Record excerpts:
%%

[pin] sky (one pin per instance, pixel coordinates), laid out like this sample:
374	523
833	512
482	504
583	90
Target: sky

%%
%%

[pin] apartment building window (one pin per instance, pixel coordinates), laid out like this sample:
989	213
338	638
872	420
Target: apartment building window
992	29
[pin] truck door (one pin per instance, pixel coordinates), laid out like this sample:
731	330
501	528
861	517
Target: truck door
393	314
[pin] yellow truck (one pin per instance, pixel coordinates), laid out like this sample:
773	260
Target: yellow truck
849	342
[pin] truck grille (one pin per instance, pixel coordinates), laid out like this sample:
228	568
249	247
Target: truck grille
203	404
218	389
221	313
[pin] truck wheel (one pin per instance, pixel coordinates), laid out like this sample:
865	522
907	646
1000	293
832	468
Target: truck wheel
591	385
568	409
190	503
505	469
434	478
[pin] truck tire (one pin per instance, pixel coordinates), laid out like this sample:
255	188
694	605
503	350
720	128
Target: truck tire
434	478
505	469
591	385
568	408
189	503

%%

Instructions for the task:
Rewrite the lines as a numbered list, starting at the line that contains "[pin] sky (one" and ending at the line that contains "Target: sky", and leave out any blank lines.

Solution to this problem:
1. [pin] sky (one pin per instance, pixel coordinates), laid out like this sample:
2. 374	523
3. 833	512
4. 482	504
5. 583	90
6. Target: sky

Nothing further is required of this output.